SIMD
Also known as: single instruction multiple data, vector instructions
Single Instruction, Multiple Data — a CPU feature that applies one operation to many data elements at once, accelerating the vector and array math common in graphics, media, and machine learning.
- Primary domain
- Systems Software
- Sub-category
- Computer Architecture, Embedded Systems & Real-Time Computing
In simple terms
Normally a CPU instruction does one thing to one piece of data: add these two numbers. SIMD — Single Instruction, Multiple Data — lets a single instruction do the same operation to a whole batch of numbers simultaneously: add these eight pairs of numbers in one shot. When you have to do the same arithmetic to thousands of elements — pixels in an image, samples in audio, weights in a neural network — SIMD does it in a fraction of the instructions, and a fraction of the time.
The Visual Map
graph TD
subgraph Scalar["Scalar (no SIMD)"]
SA["add r0, r1 → 1 result\n8 instructions for 8 pairs"]
end
subgraph SIMD128["128-bit SIMD (SSE / NEON)"]
S1["VADDPS ymm0, ymm1 → 4 x float32 per instruction\n(128-bit / 32-bit = 4 lanes)"]
end
subgraph SIMD256["256-bit SIMD (AVX2)"]
S2["VADDPS ymm0, ymm1 → 8 x float32 per instruction\n(256-bit / 32-bit = 8 lanes)"]
end
subgraph SIMD512["512-bit SIMD (AVX-512 / SVE)"]
S3["VADDPS zmm0, zmm1 → 16 x float32 per instruction\n(512-bit / 32-bit = 16 lanes)"]
end
subgraph GPU["GPU SIMT (extreme SIMD)"]
GPU1["Warp: 32 threads × 1 instruction\n→ 32 float32 results simultaneously"]
end
SA --> S1 --> S2 --> S3 --> GPU1
More detail
SIMD works on vector registers — wide registers (128, 256, or 512 bits) that hold several values packed together. A 256-bit AVX register can hold eight 32-bit floats; one VADDPS instruction adds two such registers element-wise, producing eight results at once. This is data parallelism: one instruction stream, many data lanes.

■ MATERIAL

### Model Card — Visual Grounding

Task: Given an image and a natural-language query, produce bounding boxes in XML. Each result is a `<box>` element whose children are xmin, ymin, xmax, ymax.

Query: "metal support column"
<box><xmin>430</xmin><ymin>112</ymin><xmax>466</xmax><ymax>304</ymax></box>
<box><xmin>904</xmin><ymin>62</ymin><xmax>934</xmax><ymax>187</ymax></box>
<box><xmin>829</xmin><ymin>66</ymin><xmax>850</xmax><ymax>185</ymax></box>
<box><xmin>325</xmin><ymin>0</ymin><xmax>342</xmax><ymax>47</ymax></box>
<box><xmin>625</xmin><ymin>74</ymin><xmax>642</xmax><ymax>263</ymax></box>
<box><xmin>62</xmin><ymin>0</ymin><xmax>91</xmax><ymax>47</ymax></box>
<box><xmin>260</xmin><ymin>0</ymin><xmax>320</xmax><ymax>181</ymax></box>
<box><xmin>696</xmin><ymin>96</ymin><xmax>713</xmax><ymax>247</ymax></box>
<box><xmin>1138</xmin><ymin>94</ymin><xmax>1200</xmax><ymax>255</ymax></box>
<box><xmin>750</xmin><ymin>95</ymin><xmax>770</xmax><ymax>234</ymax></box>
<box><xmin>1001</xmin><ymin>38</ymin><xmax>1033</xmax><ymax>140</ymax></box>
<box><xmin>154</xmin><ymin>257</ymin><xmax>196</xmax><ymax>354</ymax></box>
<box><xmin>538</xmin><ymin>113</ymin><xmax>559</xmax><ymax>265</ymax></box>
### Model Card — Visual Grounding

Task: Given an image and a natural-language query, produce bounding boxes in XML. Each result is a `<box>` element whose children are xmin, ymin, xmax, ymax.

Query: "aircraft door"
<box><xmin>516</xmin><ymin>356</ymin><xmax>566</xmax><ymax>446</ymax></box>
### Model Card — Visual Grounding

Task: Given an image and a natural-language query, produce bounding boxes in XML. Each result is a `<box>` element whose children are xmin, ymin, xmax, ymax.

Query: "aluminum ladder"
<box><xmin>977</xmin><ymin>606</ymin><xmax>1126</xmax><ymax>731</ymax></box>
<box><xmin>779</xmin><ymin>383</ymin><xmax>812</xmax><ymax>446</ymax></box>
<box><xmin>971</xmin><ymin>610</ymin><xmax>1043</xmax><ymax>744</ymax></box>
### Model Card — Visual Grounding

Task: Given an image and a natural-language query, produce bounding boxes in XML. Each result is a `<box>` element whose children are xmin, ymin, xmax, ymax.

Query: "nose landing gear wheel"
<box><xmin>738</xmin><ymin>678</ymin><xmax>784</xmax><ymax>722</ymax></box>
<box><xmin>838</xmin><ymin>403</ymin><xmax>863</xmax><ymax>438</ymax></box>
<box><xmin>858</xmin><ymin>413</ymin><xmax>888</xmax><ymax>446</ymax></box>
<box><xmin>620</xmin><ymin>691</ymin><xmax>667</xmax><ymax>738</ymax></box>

■ TASKS TO PERFORM
(1) Answer these questions from the SIMD page, one answer per line, marked (a), (b) and (c) to match:
(a) How many 32-bit floats can a 256-bit AVX register hold?
(b) What sub-category is the page listed under?
(c) How many threads make up a warp in the GPU part of the map?
(2) Replace "batch" with "set" in the SIMD page, then write out everything from "- Primary domain" down to "of the time." with that one change.
(3) Write the next part of the SIMD page, continuing after its last sentence.

■ WRITTEN RESPONSES
(1)
(a) Eight
(b) Computer Architecture, Embedded Systems & Real-Time Computing
(c) 32

(2)
- Primary domain
- Systems Software
- Sub-category
- Computer Architecture, Embedded Systems & Real-Time Computing
In simple terms
Normally a CPU instruction does one thing to one piece of data: add these two numbers. SIMD — Single Instruction, Multiple Data — lets a single instruction do the same operation to a whole set of numbers simultaneously: add these eight pairs of numbers in one shot. When you have to do the same arithmetic to thousands of elements — pixels in an image, samples in audio, weights in a neural network — SIMD does it in a fraction of the instructions, and a fraction of the time.

(3)
CPU SIMD extensions:
| ISA | Extension | Width | Float lanes | Integer lanes |
|---|---|---|---|---|
| x86 | SSE2 (1999) | 128-bit | 4 × f32 | 16 × i8 |
| x86 | AVX (2011) | 256-bit | 8 × f32 | — (int added in AVX2) |
| x86 | AVX2 (2013) | 256-bit | 8 × f32 | 32 × i8 |
| x86 | AVX-512 (2016) | 512-bit | 16 × f32 | 64 × i8 |
| ARM | NEON (2004) | 128-bit | 4 × f32 | 16 × i8 |
| ARM | SVE (2016) | variable 128–2048-bit | scalable | scalable |
| RISC-V | RVV (2021) | variable | scalable | scalable |
Three ways to use SIMD:
- Auto-vectorisation — the compiler detects a loop doing uniform work and emits vector instructions automatically. Works well for simple loops with no data dependencies, no branches, aligned memory. Produces warnings (
-fopt-info-vec) when it fails. - Intrinsics — C/C++ functions that map 1:1 to SIMD instructions (
_mm256_add_ps,vaddq_f32). Full control, very verbose. Standard approach in performance-critical libraries. - Libraries — BLAS (matrix multiply), libjpeg-turbo, x264/x265, OpenCV, NumPy’s linalg — already SIMD-optimised with runtime CPU feature detection.
Requirements for effective SIMD:
- Uniform operations — all lanes must do the same op (no data-dependent branching across lanes).
- Alignment — 256-bit loads are fastest when the base address is 32-byte aligned; misaligned loads may be split into two operations.
- Contiguous memory — scatter/gather loads (non-contiguous elements) exist (
_mm256_i32gather_ps) but are much slower than contiguous vector loads. - No cross-lane dependencies — a horizontal sum
(a[0]+a[1]+a[2]+...)requires multiple permutation instructions because lanes can’t talk to each other cheaply.
SIMD is distinct from multithreading (many cores doing different work) — it is parallelism within a single instruction stream. It is also the conceptual ancestor of how a GPU works, taken to an extreme (thousands of parallel lanes per warp).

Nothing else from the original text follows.